(Exercise input)
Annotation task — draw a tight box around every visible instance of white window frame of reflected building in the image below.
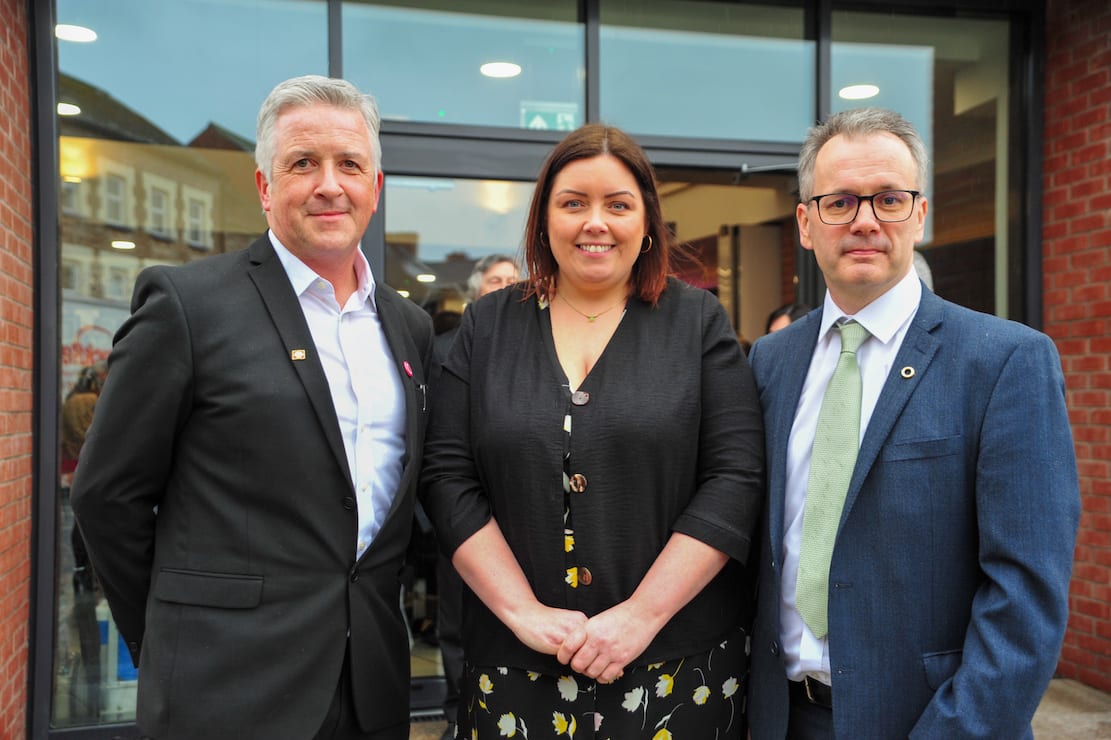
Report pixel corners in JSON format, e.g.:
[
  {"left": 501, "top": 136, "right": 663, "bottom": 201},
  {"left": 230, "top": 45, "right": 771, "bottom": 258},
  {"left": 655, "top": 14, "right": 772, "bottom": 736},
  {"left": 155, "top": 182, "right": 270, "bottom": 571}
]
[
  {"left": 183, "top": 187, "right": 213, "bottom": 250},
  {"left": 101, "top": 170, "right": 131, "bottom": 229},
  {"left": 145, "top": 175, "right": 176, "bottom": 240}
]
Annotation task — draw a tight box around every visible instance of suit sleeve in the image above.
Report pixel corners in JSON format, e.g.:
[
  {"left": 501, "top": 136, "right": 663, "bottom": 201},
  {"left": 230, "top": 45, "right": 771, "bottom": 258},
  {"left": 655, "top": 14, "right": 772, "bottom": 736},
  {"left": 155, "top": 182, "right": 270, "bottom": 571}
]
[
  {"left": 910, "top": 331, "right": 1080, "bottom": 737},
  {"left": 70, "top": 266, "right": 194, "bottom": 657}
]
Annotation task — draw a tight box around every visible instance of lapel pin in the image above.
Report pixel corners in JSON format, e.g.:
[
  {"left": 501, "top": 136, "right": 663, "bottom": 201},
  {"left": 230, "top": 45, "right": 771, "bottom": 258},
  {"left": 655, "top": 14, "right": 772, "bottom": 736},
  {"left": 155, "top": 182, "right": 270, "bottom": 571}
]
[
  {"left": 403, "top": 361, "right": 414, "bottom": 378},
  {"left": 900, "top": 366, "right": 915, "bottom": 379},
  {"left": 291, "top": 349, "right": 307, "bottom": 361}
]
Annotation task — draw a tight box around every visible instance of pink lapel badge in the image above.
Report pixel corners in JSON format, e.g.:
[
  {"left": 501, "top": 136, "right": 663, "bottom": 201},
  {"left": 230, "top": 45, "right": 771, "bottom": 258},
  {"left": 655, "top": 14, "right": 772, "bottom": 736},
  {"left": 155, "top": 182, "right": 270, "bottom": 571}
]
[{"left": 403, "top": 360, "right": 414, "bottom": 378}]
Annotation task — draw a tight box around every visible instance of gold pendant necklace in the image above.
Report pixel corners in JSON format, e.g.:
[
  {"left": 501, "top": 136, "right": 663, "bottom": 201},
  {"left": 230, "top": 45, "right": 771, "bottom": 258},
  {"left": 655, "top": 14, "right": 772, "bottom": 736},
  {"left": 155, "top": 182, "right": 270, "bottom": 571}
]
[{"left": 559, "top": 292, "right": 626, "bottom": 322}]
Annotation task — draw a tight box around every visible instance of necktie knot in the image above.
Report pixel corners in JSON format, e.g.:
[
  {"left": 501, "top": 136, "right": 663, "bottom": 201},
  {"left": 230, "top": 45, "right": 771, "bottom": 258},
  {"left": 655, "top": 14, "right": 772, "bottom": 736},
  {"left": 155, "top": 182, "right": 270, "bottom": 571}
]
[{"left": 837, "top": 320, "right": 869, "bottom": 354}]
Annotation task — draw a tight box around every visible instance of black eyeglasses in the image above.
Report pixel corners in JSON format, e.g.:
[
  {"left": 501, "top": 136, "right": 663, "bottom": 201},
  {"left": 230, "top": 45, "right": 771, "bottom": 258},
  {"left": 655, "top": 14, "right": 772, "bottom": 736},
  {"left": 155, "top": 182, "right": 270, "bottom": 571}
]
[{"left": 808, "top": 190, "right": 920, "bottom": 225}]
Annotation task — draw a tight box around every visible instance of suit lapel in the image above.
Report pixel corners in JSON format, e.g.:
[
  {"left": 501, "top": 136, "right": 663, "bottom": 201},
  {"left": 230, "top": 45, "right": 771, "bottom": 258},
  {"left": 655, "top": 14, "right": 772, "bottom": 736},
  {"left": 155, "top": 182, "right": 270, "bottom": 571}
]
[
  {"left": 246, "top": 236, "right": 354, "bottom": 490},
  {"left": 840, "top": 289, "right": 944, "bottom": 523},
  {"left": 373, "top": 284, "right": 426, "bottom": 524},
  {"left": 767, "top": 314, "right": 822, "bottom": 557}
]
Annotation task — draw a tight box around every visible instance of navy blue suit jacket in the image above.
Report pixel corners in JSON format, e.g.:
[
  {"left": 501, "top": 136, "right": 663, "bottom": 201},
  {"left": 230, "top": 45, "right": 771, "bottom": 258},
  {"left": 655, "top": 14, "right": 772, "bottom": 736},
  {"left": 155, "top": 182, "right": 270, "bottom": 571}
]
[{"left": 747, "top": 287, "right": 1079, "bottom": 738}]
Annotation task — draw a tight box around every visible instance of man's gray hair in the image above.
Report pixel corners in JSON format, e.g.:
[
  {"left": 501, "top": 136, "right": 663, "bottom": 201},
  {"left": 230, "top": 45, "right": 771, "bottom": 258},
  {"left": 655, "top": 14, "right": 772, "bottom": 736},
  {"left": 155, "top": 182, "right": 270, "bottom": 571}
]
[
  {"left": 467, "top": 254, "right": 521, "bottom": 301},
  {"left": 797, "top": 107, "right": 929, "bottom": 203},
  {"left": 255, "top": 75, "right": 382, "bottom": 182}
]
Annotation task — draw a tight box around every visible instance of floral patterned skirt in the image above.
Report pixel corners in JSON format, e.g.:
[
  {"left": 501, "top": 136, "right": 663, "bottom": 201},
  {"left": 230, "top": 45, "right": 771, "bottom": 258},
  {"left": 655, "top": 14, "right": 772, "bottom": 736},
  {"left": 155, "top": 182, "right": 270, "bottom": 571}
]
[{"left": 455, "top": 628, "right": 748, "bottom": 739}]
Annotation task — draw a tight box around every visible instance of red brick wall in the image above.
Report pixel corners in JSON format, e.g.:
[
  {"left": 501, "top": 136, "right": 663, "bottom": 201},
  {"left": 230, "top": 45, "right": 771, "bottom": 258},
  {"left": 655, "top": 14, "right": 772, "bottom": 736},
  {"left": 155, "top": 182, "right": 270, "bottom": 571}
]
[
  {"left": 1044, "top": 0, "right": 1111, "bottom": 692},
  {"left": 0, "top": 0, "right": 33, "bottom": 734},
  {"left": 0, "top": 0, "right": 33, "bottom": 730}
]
(End Exercise input)
* Exercise objective
All preceding records should be duplicated verbatim, images excepted.

* Exercise output
Annotation task — draw a tight box around every visible instance of white window frame of reflected building in the image below.
Report pixel corners in JSON format, e.g.:
[
  {"left": 501, "top": 136, "right": 663, "bottom": 201},
  {"left": 230, "top": 45, "right": 771, "bottom": 258},
  {"left": 655, "top": 14, "right": 772, "bottom": 736},
  {"left": 155, "top": 182, "right": 270, "bottom": 571}
]
[
  {"left": 183, "top": 187, "right": 213, "bottom": 250},
  {"left": 101, "top": 170, "right": 131, "bottom": 229},
  {"left": 145, "top": 175, "right": 176, "bottom": 240}
]
Annotation task — draw a tight box around every visible instance of suit sleeve in the image above.
Report pixel corners in JSON format, e.g.:
[
  {"left": 501, "top": 136, "right": 663, "bottom": 201},
  {"left": 230, "top": 45, "right": 771, "bottom": 258},
  {"left": 655, "top": 14, "right": 772, "bottom": 736},
  {"left": 155, "top": 182, "right": 270, "bottom": 571}
]
[
  {"left": 910, "top": 331, "right": 1080, "bottom": 737},
  {"left": 70, "top": 266, "right": 194, "bottom": 657}
]
Annotation task — draw a tight box around every visible instance of lapel pin in the image above.
Report pixel corners in JSON format, e.g.:
[
  {"left": 501, "top": 136, "right": 663, "bottom": 201},
  {"left": 230, "top": 45, "right": 771, "bottom": 258},
  {"left": 655, "top": 14, "right": 772, "bottom": 736},
  {"left": 155, "top": 182, "right": 270, "bottom": 571}
]
[
  {"left": 403, "top": 361, "right": 414, "bottom": 378},
  {"left": 900, "top": 366, "right": 915, "bottom": 379},
  {"left": 291, "top": 349, "right": 307, "bottom": 361}
]
Annotation task — draw a tight box around every visible instance of pink lapel badge in the image above.
Report pixel corners in JSON format, e.g.:
[
  {"left": 501, "top": 136, "right": 663, "bottom": 201},
  {"left": 230, "top": 45, "right": 771, "bottom": 258},
  {"left": 655, "top": 14, "right": 772, "bottom": 736},
  {"left": 155, "top": 182, "right": 270, "bottom": 571}
]
[{"left": 403, "top": 360, "right": 414, "bottom": 378}]
Annotation task — draw a tight box around every visible instance of gold pendant necklace in the image above.
Report pixel corners in JSON format, e.g.:
[
  {"left": 501, "top": 136, "right": 663, "bottom": 201},
  {"left": 230, "top": 45, "right": 771, "bottom": 258},
  {"left": 655, "top": 14, "right": 772, "bottom": 736},
  {"left": 155, "top": 182, "right": 270, "bottom": 571}
]
[{"left": 559, "top": 292, "right": 626, "bottom": 322}]
Annotation task — draw a tight box around every visible instance of necktie knot in the image above.
Report pixel corners in JSON format, e.g.:
[
  {"left": 501, "top": 136, "right": 663, "bottom": 201},
  {"left": 230, "top": 45, "right": 771, "bottom": 258},
  {"left": 655, "top": 14, "right": 772, "bottom": 736},
  {"left": 155, "top": 182, "right": 270, "bottom": 571}
]
[{"left": 837, "top": 320, "right": 869, "bottom": 354}]
Annotation task — draw a tight box around every visible instance of black eyeglasses in the image above.
Report pixel corners in JSON format, e.g.:
[
  {"left": 501, "top": 136, "right": 663, "bottom": 201},
  {"left": 230, "top": 45, "right": 771, "bottom": 258},
  {"left": 655, "top": 14, "right": 772, "bottom": 736},
  {"left": 155, "top": 182, "right": 270, "bottom": 571}
]
[{"left": 808, "top": 190, "right": 920, "bottom": 225}]
Annotation task — draw a tight box around every visible instance of suit lapel in the image above.
Report pixel corners in JSON format, e.g.:
[
  {"left": 501, "top": 136, "right": 663, "bottom": 201},
  {"left": 230, "top": 45, "right": 771, "bottom": 258},
  {"left": 655, "top": 14, "right": 772, "bottom": 736},
  {"left": 155, "top": 182, "right": 270, "bottom": 571}
]
[
  {"left": 246, "top": 236, "right": 354, "bottom": 490},
  {"left": 840, "top": 289, "right": 944, "bottom": 523},
  {"left": 373, "top": 284, "right": 426, "bottom": 524},
  {"left": 767, "top": 314, "right": 822, "bottom": 557}
]
Annotation task — draw a tight box around every visible instance of navy blue suit jacket in the image above.
Report pixel corners in JSON format, e.g.:
[
  {"left": 501, "top": 136, "right": 663, "bottom": 201},
  {"left": 230, "top": 45, "right": 771, "bottom": 258},
  {"left": 655, "top": 14, "right": 772, "bottom": 736},
  {"left": 155, "top": 182, "right": 270, "bottom": 571}
]
[{"left": 747, "top": 287, "right": 1079, "bottom": 738}]
Annotation task — draw a tight box around every visible instance of man's gray hair in the image above.
Report pixel corners in JSON format, e.g.:
[
  {"left": 501, "top": 136, "right": 663, "bottom": 201},
  {"left": 230, "top": 45, "right": 771, "bottom": 258},
  {"left": 655, "top": 14, "right": 772, "bottom": 736},
  {"left": 155, "top": 182, "right": 270, "bottom": 571}
]
[
  {"left": 467, "top": 254, "right": 521, "bottom": 301},
  {"left": 797, "top": 107, "right": 929, "bottom": 203},
  {"left": 255, "top": 75, "right": 382, "bottom": 182}
]
Annotation task — draw a tight box around every visible instance of floral patterned skirt in the image above.
Report pixel corners in JSON format, e.g.:
[
  {"left": 501, "top": 136, "right": 663, "bottom": 201},
  {"left": 230, "top": 45, "right": 771, "bottom": 258},
  {"left": 655, "top": 14, "right": 772, "bottom": 736},
  {"left": 155, "top": 182, "right": 270, "bottom": 571}
]
[{"left": 455, "top": 628, "right": 748, "bottom": 739}]
Annotation task — draw a tight box around every visible instance of red brick wall in the image above.
Report pixel corners in JSON format, e.g.:
[
  {"left": 501, "top": 136, "right": 663, "bottom": 201},
  {"left": 230, "top": 45, "right": 771, "bottom": 258},
  {"left": 655, "top": 14, "right": 772, "bottom": 736},
  {"left": 155, "top": 182, "right": 270, "bottom": 571}
]
[
  {"left": 1044, "top": 0, "right": 1111, "bottom": 692},
  {"left": 0, "top": 0, "right": 33, "bottom": 734},
  {"left": 0, "top": 0, "right": 33, "bottom": 730}
]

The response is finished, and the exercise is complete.